(Entries from a pointing dataset)
--- START ---
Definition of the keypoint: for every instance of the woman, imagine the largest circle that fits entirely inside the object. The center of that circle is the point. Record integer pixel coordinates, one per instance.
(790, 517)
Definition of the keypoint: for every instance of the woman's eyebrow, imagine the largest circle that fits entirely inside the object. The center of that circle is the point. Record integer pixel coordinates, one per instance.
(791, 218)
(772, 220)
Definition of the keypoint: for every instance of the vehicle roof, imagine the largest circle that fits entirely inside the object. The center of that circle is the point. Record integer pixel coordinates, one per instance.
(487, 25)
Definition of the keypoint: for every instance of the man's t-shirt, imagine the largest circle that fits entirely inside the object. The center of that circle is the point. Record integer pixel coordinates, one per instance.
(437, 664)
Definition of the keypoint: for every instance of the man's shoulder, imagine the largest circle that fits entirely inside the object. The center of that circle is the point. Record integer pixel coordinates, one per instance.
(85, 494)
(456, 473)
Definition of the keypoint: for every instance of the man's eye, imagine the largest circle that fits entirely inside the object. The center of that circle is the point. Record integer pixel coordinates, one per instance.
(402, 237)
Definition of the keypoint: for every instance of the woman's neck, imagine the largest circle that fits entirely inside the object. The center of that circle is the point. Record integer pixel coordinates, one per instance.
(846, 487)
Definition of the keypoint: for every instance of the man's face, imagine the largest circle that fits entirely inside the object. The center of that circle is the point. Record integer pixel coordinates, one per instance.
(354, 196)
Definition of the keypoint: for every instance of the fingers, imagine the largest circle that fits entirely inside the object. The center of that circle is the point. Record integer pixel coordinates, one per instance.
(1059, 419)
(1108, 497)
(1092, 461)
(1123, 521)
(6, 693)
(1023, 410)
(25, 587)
--- END ---
### Instructions to follow:
Copy every line of the listing above, word for word and in the same order.

### Answer in full:
Definition of the keypoint: for every instance of the woman, imagine the largest circle that fits entirely inside the object. The center of that circle is the point. Record integer pixel coordinates, one per instance.
(790, 517)
Definition of the keypoint: for every instance of the woman's eyebrow, imagine the largest circle that fits entirely inside the object. The center of that circle is the point. Record integer pixel coordinates, one per instance.
(791, 218)
(772, 220)
Definition of the keypoint: for every instance of the vehicle roof, imagine the largest circle that fits entirely inside the object. The center of that circle is the point. Record integer pixel coordinates, one per instance.
(487, 25)
Definition of the keypoint: for every instance of the man's t-shirt, imagine the largest circle that fits entirely inside the object. The center of that circle is the point. Record integer pixel coordinates, one per instance.
(437, 664)
Definition of the keypoint: for every instance of the man's shoulder, imagine the largest circle that fits entirely inside the object. The center of that circle is the point. Record integer pixel coordinates, one per instance.
(85, 494)
(456, 473)
Definition of the keypoint: for every instance of the man's eye, imagine the largest circle that fits entirely inside the object. The center of that circle is the point. Record integer pixel coordinates, one per instance.
(402, 237)
Definition of the keypoint: for every instance of the woman's neck, imagine the largest circle that fits entirely inside the object. The center of that circle is the point. Record integer pixel coordinates, one per instance.
(846, 487)
Definition of the keypoint: for every instance of the man's face, imagine the largest circle that fits entirely inside the object. The center of that circle is the point. Record integer pixel coordinates, one per instance.
(354, 196)
Definition of the keypoint: for every instance of the fingers, imagine the largest circle that fits entirely inside the object. The center of that circle is the point. Record integer pixel coordinates, one per instance.
(1059, 419)
(1108, 497)
(1092, 461)
(1123, 521)
(6, 693)
(1023, 410)
(25, 587)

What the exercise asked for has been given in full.